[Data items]
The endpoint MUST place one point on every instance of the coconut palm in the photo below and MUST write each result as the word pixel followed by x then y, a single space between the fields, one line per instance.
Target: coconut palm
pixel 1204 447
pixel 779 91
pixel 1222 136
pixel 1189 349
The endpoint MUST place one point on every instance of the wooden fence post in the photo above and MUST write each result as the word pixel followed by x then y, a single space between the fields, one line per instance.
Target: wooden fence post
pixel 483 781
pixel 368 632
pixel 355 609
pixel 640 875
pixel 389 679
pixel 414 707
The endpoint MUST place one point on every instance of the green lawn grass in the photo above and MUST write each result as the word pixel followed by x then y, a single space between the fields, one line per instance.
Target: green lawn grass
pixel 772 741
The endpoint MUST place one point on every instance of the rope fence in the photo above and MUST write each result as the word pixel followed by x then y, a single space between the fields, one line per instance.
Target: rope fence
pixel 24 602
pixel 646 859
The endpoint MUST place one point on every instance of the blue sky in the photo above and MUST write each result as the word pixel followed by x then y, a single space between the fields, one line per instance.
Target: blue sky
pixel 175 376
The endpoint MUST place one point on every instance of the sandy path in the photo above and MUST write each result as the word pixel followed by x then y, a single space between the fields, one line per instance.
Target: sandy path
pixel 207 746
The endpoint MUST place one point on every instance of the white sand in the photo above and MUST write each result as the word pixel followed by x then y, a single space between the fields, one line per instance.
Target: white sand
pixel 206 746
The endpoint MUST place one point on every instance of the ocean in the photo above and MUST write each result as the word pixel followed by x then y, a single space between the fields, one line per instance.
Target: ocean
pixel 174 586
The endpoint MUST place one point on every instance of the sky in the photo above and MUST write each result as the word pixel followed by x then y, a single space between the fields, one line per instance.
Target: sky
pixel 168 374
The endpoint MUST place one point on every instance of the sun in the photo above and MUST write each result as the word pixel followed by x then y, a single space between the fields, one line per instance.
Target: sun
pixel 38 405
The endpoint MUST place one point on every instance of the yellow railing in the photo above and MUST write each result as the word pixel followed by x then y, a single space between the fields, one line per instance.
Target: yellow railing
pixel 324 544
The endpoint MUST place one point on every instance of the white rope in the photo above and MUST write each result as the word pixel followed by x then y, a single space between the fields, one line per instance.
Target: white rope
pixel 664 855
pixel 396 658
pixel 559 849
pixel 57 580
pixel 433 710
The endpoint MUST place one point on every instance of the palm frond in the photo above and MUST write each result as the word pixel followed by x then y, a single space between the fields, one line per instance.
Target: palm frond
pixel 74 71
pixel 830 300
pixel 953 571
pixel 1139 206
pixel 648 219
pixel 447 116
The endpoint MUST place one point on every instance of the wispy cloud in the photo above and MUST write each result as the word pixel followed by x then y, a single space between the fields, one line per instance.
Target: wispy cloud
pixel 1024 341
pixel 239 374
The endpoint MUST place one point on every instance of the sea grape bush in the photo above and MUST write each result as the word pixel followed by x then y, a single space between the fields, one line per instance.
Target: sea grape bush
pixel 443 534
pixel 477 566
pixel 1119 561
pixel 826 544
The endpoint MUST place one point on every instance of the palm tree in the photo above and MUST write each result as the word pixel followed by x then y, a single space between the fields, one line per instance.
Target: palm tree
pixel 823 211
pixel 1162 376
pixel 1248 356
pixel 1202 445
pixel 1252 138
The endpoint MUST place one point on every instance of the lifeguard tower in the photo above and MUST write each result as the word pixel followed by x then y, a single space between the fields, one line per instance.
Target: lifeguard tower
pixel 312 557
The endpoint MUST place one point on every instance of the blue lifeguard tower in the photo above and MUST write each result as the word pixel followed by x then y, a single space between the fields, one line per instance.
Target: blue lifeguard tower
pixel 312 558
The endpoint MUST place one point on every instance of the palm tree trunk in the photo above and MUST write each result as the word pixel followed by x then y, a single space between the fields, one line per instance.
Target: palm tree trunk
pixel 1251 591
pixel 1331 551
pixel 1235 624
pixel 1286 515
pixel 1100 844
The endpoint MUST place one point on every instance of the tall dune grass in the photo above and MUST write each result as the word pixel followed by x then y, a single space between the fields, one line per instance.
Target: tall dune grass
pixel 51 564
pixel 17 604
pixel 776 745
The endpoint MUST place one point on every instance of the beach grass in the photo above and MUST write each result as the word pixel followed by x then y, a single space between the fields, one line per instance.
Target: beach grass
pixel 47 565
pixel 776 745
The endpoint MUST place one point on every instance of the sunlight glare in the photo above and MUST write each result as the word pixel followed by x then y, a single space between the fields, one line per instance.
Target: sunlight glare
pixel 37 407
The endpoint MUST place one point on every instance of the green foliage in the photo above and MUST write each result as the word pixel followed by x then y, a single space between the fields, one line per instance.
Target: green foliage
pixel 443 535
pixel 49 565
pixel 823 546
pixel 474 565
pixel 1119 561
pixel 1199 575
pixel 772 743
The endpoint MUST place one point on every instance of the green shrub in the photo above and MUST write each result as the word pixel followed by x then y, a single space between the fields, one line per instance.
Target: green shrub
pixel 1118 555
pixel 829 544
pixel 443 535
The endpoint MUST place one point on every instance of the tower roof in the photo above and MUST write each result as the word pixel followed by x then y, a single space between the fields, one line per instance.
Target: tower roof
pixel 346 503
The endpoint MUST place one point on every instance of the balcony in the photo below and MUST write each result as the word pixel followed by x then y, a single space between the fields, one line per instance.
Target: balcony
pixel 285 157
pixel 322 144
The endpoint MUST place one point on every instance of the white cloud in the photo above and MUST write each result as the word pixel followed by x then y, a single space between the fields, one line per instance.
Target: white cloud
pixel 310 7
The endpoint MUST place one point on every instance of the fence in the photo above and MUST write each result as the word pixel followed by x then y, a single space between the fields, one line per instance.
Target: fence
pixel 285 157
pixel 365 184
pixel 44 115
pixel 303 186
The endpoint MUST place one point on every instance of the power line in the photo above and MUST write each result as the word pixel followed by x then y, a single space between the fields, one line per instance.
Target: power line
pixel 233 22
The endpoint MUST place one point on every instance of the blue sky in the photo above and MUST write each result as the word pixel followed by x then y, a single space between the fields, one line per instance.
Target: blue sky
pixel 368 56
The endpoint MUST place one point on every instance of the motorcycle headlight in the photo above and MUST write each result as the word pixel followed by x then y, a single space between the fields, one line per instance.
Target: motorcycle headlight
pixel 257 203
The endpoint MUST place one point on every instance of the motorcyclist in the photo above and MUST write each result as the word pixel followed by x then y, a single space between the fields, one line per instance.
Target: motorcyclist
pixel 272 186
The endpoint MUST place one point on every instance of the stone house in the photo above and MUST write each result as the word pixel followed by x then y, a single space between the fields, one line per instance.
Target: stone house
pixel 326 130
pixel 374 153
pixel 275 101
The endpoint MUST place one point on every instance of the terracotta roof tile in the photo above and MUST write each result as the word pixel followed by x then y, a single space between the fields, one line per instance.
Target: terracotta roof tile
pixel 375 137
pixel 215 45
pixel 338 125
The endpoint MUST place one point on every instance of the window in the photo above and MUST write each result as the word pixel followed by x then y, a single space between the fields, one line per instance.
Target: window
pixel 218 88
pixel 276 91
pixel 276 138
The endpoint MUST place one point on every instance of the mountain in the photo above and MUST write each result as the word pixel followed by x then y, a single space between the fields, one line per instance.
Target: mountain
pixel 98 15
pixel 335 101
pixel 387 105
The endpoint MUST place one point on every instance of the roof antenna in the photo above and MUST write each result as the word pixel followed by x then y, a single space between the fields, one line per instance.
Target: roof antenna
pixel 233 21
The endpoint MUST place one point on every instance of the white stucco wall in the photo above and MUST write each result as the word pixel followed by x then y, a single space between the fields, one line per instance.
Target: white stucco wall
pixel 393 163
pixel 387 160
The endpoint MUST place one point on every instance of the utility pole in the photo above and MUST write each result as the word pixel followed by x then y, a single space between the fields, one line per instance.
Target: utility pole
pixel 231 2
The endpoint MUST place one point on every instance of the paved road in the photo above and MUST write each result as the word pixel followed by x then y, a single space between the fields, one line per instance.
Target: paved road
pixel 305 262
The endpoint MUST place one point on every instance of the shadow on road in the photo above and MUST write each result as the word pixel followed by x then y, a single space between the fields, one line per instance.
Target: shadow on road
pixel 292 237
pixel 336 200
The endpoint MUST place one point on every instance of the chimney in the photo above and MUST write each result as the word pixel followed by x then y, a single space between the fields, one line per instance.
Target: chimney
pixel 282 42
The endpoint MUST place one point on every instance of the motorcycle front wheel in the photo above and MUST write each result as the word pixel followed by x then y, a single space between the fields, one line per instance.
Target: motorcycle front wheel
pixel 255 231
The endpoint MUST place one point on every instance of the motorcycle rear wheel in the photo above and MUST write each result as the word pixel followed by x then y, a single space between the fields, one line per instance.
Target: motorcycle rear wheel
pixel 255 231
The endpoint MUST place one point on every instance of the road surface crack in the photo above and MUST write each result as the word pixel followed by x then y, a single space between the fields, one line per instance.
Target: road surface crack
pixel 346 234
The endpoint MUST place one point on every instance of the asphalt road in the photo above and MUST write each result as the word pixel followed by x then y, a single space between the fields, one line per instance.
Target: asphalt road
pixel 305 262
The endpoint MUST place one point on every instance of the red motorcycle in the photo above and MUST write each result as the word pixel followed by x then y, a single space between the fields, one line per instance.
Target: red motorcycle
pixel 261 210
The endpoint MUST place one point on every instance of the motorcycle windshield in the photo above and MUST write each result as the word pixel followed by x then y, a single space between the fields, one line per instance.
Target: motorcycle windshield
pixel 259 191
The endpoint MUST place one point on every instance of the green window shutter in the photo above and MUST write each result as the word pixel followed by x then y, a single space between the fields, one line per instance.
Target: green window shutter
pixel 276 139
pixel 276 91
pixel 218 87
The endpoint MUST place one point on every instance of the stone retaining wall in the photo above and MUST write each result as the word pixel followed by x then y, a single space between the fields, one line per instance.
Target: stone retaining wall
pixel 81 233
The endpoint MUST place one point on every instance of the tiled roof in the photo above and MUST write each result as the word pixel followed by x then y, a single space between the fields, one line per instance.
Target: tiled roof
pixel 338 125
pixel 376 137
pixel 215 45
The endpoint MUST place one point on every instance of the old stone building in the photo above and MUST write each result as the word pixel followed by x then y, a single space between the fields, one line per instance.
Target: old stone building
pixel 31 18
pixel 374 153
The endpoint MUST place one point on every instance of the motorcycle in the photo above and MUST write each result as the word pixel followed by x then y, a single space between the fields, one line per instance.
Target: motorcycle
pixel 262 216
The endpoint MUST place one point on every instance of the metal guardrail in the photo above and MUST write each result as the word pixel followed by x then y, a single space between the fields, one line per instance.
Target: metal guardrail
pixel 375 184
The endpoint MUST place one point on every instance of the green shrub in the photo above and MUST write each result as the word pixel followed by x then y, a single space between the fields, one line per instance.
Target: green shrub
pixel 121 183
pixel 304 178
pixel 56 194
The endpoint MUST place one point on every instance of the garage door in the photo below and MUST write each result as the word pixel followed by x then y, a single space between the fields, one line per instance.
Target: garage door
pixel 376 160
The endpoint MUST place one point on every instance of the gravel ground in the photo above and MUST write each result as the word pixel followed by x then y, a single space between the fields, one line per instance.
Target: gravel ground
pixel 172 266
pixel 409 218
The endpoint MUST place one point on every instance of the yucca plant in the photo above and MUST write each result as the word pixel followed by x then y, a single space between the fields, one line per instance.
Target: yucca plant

→ **Task description**
Put the lines in the stretch from the line containing "the old stone" through the line containing "pixel 376 160" into a JSON list of strings, one string per line, leaving out blank lines.

→ **Exercise solution**
[
  "The endpoint MUST place one point on every instance of the old stone building in the photo above and MUST write each result as the word pixel followed by x then y, a single space between the fields, one line per instance.",
  "Target: old stone building",
  "pixel 31 18",
  "pixel 374 153",
  "The endpoint MUST place one point on every instance of the motorcycle in the photo above and MUST write each result as the word pixel followed by x then y, a single space between the fields, one line per instance.",
  "Target: motorcycle",
  "pixel 262 216",
  "The endpoint MUST place one point on every instance of the metal guardrail in the photo above and MUST write each result as the word pixel followed by x then y, a single space between the fields, one line per instance.",
  "Target: metal guardrail",
  "pixel 375 184",
  "The endpoint MUST place one point on every instance of the green shrub in the photo above and MUST write each result as the word pixel followed by x then y, a single space between the fields, one line per instance.",
  "Target: green shrub",
  "pixel 121 183",
  "pixel 304 178",
  "pixel 56 194",
  "The endpoint MUST place one point on every instance of the garage door in the photo below and MUST write each result as the word pixel followed by x then y, a single space between the fields, one line per instance.",
  "Target: garage door",
  "pixel 376 160"
]